### Short problem:
State only the number of lines in the listing below that contain the word "marble".

Object location annotation data
======

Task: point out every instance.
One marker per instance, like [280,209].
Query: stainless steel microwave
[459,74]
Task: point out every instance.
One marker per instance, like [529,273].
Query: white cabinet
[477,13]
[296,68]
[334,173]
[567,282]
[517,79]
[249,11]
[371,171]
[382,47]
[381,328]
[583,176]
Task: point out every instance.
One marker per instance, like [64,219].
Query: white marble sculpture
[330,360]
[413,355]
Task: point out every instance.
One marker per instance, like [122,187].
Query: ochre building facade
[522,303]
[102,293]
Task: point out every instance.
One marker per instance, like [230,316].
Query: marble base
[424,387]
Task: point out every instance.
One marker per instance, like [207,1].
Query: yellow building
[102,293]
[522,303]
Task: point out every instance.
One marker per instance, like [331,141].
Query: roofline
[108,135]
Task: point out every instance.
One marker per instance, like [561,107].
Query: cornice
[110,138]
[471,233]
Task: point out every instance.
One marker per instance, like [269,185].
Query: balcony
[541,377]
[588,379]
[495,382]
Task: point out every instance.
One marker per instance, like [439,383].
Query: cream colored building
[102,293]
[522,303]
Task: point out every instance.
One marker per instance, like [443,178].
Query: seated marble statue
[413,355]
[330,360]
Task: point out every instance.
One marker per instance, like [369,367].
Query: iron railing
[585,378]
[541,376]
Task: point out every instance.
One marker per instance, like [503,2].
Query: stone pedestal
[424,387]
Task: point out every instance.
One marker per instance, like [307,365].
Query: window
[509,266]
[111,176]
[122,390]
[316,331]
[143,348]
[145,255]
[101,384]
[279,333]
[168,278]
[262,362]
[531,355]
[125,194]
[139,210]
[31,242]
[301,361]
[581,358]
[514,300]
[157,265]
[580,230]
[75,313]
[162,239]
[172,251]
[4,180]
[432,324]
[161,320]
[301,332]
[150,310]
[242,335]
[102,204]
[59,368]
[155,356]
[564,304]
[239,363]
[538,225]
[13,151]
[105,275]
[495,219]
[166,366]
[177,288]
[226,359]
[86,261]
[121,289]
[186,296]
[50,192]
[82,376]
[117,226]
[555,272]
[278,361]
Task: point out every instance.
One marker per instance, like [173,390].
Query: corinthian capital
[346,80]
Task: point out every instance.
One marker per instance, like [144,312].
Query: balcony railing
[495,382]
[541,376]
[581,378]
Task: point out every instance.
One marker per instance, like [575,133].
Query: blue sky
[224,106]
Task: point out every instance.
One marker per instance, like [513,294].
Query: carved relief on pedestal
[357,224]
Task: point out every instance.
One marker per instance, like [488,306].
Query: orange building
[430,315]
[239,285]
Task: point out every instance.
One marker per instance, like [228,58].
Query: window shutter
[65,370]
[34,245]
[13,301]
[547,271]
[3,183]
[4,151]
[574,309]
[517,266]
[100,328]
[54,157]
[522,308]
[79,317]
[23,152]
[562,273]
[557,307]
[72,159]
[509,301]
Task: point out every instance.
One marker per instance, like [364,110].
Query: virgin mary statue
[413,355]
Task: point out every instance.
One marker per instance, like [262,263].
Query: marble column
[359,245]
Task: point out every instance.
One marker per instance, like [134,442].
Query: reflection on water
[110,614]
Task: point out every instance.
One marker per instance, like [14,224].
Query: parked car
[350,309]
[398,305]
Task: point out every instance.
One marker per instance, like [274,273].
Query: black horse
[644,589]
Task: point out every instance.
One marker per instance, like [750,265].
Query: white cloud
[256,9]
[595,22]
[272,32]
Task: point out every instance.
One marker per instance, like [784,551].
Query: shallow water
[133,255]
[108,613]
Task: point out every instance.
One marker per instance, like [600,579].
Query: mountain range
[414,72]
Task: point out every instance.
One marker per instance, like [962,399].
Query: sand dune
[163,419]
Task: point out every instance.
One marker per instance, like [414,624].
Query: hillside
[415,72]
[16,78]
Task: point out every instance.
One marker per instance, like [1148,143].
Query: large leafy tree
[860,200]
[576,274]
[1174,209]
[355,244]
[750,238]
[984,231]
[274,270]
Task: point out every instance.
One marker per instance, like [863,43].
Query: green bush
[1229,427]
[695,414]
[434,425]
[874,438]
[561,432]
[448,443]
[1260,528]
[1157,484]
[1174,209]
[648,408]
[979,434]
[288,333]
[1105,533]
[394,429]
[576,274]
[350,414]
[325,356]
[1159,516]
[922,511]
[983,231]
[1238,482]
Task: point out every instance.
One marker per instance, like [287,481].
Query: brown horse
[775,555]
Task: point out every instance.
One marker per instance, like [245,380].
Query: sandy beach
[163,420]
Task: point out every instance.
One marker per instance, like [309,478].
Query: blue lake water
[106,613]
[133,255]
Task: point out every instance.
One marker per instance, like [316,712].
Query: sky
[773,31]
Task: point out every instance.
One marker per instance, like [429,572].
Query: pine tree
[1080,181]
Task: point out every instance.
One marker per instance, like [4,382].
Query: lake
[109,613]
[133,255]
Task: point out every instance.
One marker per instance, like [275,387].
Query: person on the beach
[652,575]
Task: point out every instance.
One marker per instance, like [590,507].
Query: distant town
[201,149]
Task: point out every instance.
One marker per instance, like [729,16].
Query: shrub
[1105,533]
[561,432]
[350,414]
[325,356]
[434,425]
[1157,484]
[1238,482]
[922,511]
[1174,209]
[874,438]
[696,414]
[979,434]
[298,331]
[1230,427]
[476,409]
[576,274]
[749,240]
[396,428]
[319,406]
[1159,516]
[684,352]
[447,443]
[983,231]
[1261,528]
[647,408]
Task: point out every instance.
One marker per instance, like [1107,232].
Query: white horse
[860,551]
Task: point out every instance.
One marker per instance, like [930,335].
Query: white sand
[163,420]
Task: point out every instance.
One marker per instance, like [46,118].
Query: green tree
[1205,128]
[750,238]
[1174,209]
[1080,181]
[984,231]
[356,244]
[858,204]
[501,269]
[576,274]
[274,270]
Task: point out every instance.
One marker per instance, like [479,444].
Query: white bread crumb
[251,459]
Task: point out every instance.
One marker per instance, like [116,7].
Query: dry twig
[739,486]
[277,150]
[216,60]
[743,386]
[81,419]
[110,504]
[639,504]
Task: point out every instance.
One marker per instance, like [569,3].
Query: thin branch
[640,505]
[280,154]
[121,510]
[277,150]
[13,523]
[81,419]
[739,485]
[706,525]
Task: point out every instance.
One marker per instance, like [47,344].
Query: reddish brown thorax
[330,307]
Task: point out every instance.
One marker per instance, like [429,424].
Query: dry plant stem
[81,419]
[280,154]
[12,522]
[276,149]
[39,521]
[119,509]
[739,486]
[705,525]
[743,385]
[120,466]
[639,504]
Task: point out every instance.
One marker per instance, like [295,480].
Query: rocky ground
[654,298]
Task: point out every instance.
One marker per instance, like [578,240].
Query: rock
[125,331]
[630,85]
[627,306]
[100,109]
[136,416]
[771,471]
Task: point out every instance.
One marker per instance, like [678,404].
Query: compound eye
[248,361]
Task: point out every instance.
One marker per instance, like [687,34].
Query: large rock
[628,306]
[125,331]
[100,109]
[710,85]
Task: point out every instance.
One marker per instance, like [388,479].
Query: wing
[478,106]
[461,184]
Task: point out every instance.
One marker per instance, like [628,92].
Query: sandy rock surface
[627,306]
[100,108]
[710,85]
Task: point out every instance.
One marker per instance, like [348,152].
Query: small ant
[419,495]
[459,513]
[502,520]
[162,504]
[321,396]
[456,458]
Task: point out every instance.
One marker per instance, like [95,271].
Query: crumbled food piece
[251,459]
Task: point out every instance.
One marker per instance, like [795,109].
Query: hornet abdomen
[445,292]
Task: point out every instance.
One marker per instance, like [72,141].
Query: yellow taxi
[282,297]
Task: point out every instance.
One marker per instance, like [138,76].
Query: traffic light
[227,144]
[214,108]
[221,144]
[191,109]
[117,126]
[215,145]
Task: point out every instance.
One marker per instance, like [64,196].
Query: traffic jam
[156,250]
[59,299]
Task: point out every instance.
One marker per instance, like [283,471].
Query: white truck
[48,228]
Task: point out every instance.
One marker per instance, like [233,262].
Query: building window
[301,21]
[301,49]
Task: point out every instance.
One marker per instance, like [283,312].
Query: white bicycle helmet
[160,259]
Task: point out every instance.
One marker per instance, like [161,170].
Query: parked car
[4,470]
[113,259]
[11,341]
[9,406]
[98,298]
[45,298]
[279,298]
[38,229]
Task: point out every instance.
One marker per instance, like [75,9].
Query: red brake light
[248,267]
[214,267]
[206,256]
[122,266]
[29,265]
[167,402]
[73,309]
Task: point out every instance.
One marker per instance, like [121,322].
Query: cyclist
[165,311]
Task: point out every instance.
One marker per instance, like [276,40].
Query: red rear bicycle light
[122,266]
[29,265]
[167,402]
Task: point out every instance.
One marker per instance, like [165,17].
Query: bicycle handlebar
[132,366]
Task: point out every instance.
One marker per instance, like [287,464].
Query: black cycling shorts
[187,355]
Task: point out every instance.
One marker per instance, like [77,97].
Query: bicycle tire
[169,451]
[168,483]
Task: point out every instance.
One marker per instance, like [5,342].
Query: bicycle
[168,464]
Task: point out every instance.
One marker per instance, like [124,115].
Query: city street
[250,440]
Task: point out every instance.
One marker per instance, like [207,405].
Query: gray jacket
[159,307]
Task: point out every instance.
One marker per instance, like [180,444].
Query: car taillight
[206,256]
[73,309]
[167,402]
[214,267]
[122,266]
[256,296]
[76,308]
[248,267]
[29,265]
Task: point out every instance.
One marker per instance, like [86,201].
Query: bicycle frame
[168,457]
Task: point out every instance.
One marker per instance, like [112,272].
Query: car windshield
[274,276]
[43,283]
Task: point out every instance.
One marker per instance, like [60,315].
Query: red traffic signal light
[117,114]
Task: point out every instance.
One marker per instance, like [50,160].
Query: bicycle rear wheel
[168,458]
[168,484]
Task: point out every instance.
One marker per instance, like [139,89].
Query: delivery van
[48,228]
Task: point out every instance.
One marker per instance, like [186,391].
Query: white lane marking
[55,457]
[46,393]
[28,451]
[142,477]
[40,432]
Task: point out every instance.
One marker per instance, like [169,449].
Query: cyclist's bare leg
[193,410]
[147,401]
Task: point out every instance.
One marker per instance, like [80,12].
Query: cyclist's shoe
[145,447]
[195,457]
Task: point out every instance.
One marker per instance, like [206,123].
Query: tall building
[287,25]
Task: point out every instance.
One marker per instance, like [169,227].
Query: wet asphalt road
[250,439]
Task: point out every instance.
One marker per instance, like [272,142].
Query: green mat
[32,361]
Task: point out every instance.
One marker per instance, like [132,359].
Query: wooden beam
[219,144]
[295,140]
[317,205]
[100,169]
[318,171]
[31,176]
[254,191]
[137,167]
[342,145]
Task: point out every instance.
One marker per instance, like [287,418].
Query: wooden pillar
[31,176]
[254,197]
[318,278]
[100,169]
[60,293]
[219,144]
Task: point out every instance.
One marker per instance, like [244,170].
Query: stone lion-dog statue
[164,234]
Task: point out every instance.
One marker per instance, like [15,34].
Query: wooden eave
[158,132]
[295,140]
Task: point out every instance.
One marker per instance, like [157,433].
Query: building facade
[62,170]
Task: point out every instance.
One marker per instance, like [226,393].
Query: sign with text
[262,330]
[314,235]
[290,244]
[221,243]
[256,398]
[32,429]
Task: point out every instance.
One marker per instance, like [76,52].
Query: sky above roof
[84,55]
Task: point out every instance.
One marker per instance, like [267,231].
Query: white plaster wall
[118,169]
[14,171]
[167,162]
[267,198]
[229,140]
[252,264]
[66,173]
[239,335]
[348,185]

======

### In response:
4